> [Extract to read]:
Before the usual band of creationists show up and yell, "see, evolutionists are so dumb every keeps correcting them", I should point out that evolution has *long* realized that the environment, which includes chemical constraints, constraints due to physics, etc., limits and channels, to some extent, which evolutionary innovations are a) possible, b) practical, and c) advantageous.
If I recall correctly, Darwin even said something to that effect in the Origin of Species back in the 1859, so this is hardly a novel realization.
Even Dawkins acknowledges that his "blind watchmaker" analogy results in a watch that works within the laws of physics, it can't just make *anything* work.
If the chemists have discovered some *specific* chemical constraints that shed light on certain evolutionary steps of life on Earth, cool, but the general concept alone is nothing new.
evopolution placeholder
Regards,
If I could just point out one tiny, itsy bitsy problem here: the geologic evidence does not document a reducing atmosphere in the primitive earth - there is plenty of oxygen as evidenced by the presence of ferric iron in the rocks from these time periods.
These guys are apparently making the same erroneous assumptions Stanley Miller did in 1953. The presence of oxygen in any significant quantities is anathema to these reactions.
I'd take it one step further - I think organisms can react to environmental changes within their own lifetimes, imprint those changes on their own DNA, and THEN pass the changes to their offspring. Takes even more of the randomness out of Darwinian evolution, and accounts for instincts being imprintible in genes.

> [Saved entries]:
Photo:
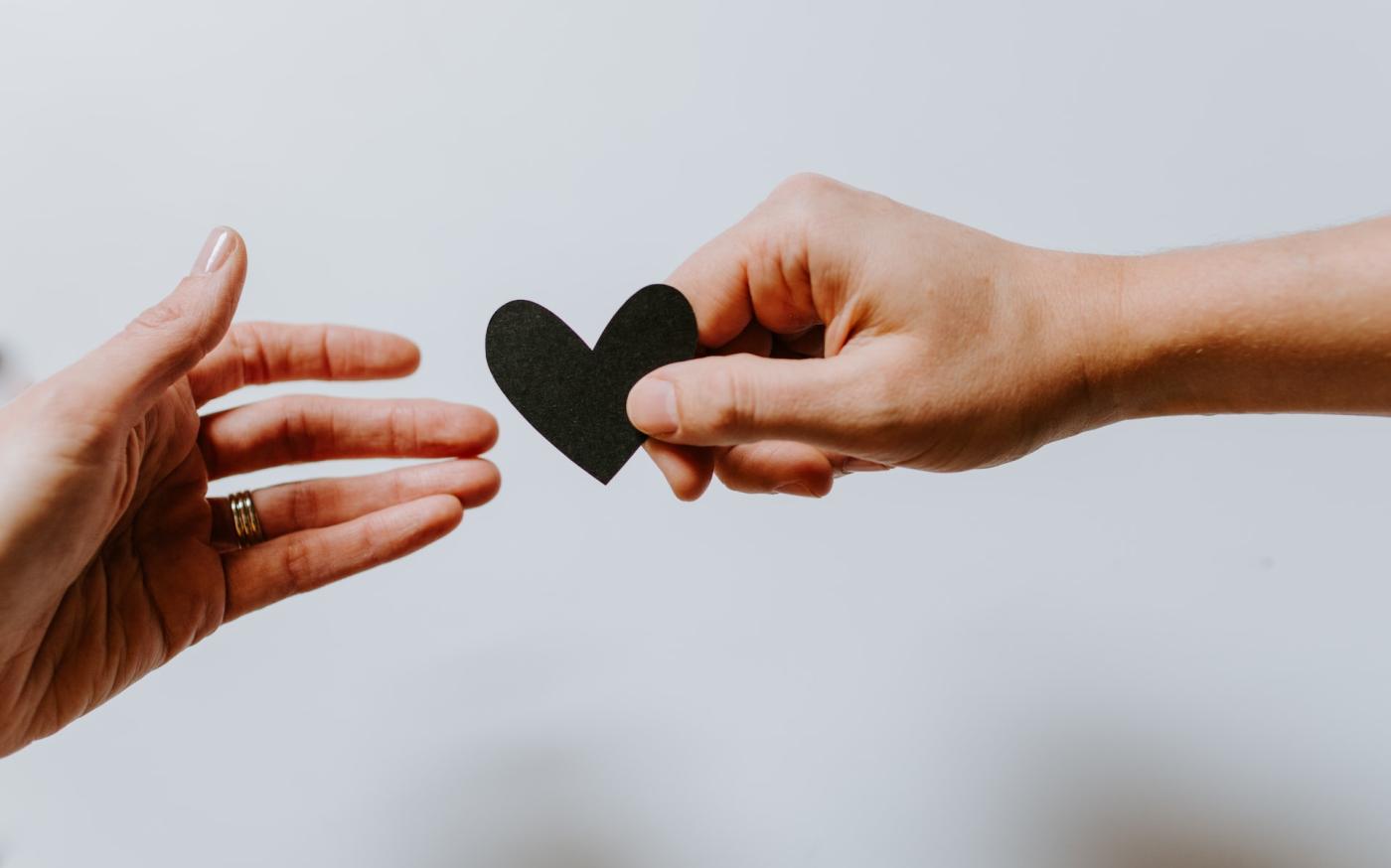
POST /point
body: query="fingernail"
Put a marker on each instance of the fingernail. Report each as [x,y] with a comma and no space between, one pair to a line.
[651,406]
[858,465]
[215,252]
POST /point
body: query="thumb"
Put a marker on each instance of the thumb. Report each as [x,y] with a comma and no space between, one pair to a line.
[722,401]
[127,373]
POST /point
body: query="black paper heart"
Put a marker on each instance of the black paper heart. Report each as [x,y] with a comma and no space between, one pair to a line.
[576,396]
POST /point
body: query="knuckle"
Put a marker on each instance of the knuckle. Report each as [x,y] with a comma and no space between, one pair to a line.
[734,401]
[298,430]
[305,506]
[803,187]
[250,353]
[159,318]
[298,563]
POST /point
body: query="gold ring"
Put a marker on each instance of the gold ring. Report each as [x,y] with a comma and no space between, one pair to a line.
[245,519]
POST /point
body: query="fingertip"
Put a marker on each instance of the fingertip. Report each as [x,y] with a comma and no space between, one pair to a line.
[688,469]
[483,483]
[479,430]
[440,513]
[651,406]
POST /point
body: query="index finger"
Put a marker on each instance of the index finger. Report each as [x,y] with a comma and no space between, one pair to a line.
[761,267]
[253,354]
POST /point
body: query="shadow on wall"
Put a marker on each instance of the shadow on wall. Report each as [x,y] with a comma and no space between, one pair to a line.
[1177,847]
[1158,802]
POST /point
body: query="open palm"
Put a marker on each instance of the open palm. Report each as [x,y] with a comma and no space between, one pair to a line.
[113,558]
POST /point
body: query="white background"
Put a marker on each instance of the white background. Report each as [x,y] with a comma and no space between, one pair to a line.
[1165,640]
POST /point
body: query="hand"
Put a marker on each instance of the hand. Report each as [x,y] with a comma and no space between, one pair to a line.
[111,556]
[851,333]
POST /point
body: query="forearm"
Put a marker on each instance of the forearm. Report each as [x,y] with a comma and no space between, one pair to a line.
[1290,325]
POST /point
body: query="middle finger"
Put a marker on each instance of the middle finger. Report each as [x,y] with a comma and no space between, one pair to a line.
[302,429]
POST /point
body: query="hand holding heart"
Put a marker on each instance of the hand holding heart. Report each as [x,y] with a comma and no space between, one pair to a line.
[851,333]
[841,332]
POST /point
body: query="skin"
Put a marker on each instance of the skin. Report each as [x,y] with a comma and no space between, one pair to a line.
[113,559]
[849,333]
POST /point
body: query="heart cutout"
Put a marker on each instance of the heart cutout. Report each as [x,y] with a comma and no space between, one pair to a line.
[577,396]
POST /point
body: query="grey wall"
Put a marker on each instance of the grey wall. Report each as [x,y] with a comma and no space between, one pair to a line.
[1148,646]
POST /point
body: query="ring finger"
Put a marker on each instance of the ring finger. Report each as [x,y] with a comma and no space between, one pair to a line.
[323,503]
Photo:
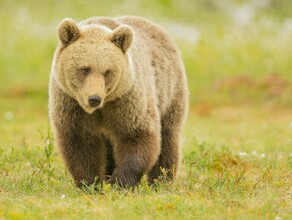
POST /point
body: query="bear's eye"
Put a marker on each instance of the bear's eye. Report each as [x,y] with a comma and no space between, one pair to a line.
[85,70]
[107,73]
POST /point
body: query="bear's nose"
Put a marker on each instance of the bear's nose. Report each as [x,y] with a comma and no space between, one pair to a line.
[94,100]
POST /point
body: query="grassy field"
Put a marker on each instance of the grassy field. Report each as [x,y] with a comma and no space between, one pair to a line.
[237,157]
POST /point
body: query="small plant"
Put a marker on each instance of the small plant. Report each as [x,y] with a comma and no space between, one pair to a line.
[45,164]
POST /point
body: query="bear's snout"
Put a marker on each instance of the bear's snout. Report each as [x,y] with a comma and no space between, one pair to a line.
[94,100]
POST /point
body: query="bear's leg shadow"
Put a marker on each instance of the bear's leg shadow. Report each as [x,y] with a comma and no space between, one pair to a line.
[84,155]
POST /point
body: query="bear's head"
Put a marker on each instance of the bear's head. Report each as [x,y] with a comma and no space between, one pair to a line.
[92,63]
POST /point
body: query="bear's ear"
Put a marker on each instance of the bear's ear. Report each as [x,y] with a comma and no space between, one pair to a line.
[68,31]
[122,37]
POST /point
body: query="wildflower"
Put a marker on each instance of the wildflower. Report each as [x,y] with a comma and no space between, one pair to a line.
[243,154]
[9,115]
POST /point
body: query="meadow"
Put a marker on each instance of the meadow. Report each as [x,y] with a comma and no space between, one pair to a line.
[237,140]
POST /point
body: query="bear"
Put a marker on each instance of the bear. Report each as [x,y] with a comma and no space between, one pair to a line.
[118,98]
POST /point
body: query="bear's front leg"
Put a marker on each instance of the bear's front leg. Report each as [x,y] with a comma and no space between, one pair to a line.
[84,156]
[135,155]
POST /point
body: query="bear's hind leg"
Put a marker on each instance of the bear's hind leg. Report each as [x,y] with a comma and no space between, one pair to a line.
[168,161]
[171,127]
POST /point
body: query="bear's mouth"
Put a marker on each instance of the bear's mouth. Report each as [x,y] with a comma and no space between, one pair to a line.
[90,107]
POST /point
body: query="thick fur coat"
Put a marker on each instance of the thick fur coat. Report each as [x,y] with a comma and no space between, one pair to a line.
[118,98]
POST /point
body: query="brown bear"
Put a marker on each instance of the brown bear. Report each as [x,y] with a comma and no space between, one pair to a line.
[118,98]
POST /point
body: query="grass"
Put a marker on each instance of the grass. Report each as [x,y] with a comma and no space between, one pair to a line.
[237,140]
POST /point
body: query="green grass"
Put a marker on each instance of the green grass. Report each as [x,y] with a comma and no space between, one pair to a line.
[237,141]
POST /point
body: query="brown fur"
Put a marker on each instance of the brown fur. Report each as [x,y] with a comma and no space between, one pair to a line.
[137,71]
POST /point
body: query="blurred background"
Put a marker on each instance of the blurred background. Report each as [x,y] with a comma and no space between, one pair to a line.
[238,55]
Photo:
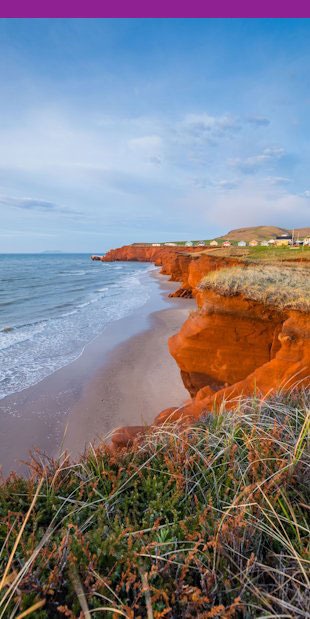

> [Your objective]: Transcribe the full text of the comments on evolution at the top of the page, word for word.

> [Result of this exercise]:
Before the usual band of creationists show up and yell, "see, evolutionists are so dumb every keeps correcting them", I should point out that evolution has *long* realized that the environment, which includes chemical constraints, constraints due to physics, etc., limits and channels, to some extent, which evolutionary innovations are a) possible, b) practical, and c) advantageous.
If I recall correctly, Darwin even said something to that effect in the Origin of Species back in the 1859, so this is hardly a novel realization.
Even Dawkins acknowledges that his "blind watchmaker" analogy results in a watch that works within the laws of physics, it can't just make *anything* work.
If the chemists have discovered some *specific* chemical constraints that shed light on certain evolutionary steps of life on Earth, cool, but the general concept alone is nothing new.
evopolution placeholder
Regards,
If I could just point out one tiny, itsy bitsy problem here: the geologic evidence does not document a reducing atmosphere in the primitive earth - there is plenty of oxygen as evidenced by the presence of ferric iron in the rocks from these time periods.
These guys are apparently making the same erroneous assumptions Stanley Miller did in 1953. The presence of oxygen in any significant quantities is anathema to these reactions.
I'd take it one step further - I think organisms can react to environmental changes within their own lifetimes, imprint those changes on their own DNA, and THEN pass the changes to their offspring. Takes even more of the randomness out of Darwinian evolution, and accounts for instincts being imprintible in genes.